WRITTEN PROBLEM = Please gather every line in the listing below that contains the string "stone", and copy each of those lines in full. Matching is case-sensitive.
## start THE RECORDS
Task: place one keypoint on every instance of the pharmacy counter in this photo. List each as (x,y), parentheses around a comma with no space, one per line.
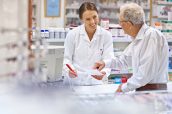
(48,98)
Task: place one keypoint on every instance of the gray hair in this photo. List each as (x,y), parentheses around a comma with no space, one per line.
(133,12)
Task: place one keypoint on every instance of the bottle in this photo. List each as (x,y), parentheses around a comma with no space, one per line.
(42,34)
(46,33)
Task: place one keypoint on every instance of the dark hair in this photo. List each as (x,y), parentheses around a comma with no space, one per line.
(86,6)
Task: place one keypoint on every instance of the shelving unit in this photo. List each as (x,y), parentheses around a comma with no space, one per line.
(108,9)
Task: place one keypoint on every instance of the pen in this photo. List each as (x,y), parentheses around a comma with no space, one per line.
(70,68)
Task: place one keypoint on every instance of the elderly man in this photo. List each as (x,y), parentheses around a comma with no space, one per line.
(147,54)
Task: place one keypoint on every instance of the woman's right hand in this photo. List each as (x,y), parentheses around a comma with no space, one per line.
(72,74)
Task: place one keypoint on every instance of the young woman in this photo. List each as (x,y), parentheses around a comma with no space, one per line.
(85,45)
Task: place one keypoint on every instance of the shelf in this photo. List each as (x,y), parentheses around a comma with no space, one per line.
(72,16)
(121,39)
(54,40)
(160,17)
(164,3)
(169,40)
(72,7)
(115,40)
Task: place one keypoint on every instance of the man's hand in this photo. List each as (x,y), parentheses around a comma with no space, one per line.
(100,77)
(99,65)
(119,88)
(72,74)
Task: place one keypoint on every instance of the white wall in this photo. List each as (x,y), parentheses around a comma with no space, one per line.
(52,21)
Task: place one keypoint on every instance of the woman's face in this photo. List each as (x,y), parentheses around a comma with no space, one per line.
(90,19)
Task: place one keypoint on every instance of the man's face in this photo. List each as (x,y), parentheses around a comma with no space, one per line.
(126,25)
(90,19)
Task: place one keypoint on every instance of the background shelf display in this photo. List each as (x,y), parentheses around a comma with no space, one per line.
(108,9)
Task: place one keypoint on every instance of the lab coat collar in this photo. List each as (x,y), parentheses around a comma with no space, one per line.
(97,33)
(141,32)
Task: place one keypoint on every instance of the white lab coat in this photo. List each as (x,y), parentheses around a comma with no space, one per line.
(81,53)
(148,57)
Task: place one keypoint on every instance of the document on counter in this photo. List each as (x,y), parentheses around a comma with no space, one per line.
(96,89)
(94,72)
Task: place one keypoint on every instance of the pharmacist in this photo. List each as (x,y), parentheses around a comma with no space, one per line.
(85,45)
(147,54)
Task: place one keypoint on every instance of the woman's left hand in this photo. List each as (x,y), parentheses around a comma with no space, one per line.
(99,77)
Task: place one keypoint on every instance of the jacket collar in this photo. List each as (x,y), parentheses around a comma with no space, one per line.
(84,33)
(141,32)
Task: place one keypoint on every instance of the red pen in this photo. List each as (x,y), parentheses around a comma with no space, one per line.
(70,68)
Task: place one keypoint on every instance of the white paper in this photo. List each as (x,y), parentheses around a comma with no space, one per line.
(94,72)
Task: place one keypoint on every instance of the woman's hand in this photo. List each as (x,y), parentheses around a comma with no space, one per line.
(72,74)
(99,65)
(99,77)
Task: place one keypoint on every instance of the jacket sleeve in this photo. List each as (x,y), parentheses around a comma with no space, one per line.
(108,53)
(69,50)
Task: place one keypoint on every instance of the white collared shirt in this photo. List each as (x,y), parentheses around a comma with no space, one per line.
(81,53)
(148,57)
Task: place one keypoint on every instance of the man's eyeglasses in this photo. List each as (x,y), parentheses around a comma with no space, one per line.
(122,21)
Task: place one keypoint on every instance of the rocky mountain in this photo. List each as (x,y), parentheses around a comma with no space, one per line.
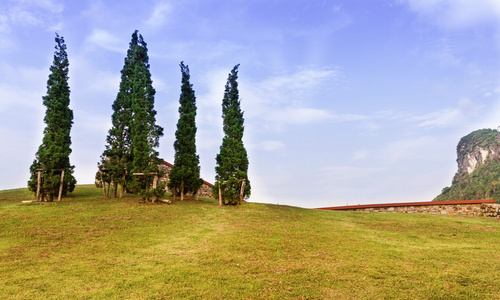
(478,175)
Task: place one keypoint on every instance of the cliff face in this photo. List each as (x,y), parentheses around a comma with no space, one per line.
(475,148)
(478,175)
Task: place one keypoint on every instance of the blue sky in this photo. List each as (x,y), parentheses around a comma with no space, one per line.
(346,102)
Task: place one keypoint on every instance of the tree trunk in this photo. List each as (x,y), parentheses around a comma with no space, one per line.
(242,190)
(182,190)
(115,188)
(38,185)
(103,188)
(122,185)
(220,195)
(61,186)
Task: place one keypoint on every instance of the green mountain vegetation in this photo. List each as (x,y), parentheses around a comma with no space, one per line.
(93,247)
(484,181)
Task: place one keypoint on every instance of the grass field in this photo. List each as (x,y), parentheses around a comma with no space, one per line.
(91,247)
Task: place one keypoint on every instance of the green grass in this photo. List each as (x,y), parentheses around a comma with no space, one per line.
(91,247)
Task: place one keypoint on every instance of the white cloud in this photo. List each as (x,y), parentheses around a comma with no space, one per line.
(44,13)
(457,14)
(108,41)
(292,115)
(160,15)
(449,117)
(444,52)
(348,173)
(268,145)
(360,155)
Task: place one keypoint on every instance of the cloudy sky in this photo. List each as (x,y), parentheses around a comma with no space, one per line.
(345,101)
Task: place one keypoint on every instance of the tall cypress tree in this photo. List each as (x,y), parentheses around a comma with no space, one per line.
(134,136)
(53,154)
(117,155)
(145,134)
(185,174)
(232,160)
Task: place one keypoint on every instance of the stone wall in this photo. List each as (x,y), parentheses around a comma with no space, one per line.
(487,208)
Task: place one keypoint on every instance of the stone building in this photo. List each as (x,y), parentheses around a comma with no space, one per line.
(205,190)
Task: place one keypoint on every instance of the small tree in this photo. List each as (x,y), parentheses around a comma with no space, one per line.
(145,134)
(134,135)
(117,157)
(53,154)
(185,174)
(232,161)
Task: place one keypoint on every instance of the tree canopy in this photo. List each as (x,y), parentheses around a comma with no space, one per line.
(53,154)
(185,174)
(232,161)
## end THE RECORDS
## start THE RECORDS
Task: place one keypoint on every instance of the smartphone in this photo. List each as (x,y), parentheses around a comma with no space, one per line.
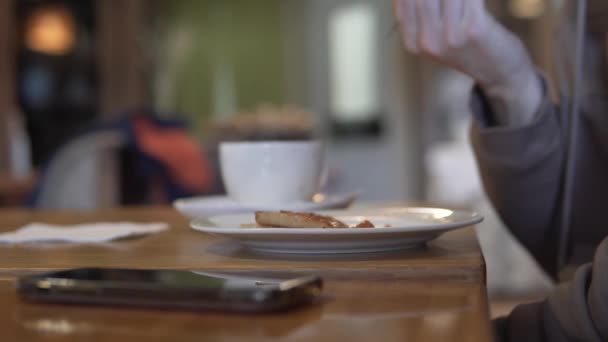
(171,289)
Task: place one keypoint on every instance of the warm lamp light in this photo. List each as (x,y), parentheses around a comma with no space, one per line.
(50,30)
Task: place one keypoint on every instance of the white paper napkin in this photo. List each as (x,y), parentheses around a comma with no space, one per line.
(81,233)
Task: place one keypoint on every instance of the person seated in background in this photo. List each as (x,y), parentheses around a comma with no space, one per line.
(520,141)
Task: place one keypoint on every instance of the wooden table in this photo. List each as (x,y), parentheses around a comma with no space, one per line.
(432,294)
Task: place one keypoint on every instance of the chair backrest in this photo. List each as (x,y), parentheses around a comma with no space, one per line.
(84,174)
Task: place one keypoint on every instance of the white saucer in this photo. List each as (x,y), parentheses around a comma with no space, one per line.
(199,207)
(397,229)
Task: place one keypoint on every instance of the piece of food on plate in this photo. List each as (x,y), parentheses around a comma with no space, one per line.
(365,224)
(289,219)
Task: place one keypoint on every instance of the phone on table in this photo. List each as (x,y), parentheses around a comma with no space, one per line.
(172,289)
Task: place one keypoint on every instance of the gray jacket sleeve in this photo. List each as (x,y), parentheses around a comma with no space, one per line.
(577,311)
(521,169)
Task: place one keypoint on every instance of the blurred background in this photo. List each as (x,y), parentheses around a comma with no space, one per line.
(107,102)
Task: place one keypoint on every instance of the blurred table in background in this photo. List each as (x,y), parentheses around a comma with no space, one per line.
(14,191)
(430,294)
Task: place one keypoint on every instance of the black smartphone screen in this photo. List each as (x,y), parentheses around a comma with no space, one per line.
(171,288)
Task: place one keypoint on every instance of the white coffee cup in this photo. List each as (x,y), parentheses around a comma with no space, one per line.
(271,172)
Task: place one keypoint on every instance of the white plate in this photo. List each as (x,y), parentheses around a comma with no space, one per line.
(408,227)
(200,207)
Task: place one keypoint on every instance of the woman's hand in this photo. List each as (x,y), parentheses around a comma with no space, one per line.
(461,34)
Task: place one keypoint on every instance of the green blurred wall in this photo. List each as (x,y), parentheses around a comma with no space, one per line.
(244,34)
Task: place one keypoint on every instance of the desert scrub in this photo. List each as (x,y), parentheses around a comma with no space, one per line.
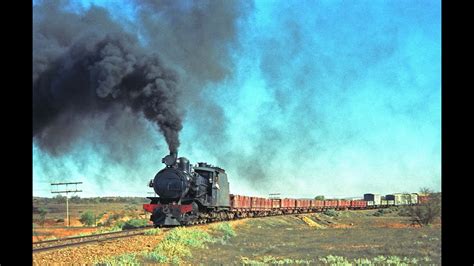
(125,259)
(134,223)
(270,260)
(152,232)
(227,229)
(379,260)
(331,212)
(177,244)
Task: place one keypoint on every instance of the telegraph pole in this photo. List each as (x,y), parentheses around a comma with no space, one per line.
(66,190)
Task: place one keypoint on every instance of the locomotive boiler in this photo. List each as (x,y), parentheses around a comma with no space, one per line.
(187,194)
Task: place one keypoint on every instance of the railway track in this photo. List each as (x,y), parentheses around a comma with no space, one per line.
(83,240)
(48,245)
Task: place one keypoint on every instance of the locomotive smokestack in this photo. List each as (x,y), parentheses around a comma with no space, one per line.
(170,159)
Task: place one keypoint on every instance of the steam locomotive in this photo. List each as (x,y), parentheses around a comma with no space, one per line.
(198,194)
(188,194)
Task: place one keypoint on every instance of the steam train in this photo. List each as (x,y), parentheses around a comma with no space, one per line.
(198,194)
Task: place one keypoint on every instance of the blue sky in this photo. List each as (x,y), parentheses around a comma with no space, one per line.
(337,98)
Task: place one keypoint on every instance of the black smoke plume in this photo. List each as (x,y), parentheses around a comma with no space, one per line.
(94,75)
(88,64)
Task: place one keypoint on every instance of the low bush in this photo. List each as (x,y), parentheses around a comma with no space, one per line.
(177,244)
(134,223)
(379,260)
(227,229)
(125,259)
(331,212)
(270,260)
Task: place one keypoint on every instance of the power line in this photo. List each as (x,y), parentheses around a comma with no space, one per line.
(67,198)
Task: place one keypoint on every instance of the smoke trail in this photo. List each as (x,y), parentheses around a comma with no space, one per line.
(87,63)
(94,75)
## end THE RECORDS
## start THE RECORDS
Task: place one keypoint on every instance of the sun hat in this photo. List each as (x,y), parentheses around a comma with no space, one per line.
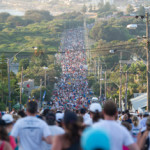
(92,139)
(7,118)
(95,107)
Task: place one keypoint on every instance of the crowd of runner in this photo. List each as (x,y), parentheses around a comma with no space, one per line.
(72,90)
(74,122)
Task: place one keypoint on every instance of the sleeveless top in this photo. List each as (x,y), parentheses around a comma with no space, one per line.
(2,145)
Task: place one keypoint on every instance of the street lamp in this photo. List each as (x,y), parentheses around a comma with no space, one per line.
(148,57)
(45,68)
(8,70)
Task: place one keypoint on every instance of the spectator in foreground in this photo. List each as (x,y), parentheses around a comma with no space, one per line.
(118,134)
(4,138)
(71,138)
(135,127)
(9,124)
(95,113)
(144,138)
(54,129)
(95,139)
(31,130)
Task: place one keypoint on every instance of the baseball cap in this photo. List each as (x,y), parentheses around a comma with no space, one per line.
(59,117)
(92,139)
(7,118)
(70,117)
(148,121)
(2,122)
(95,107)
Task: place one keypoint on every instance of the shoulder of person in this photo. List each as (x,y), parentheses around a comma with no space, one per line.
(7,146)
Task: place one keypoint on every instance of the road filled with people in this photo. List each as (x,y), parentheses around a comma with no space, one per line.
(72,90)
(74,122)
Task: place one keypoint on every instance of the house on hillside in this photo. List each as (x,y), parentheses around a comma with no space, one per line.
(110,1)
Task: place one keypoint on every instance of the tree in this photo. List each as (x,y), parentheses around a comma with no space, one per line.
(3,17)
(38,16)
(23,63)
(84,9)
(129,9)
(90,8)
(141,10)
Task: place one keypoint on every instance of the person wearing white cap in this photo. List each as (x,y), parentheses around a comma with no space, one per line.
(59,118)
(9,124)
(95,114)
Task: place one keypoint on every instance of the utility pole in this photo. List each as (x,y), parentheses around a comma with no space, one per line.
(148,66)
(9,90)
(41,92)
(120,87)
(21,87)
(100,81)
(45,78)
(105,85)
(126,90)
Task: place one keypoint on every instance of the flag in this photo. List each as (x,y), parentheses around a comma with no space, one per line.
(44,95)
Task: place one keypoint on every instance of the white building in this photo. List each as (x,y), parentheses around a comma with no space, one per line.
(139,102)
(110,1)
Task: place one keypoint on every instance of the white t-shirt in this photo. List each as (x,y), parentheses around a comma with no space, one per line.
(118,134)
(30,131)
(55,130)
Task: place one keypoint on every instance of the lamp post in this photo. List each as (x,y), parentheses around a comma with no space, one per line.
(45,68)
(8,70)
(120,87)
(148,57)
## end THE RECORDS
RESPONSE TO THIS EXERCISE =
Task: place one keypoint on every instance of the stone wall in this photo. List each as (x,y), parentheses around a comma with no space, one per line.
Task: place one keypoint on every instance of the stone building in this photo. List each as (x,y), parentheses around a comma with no space, one per line.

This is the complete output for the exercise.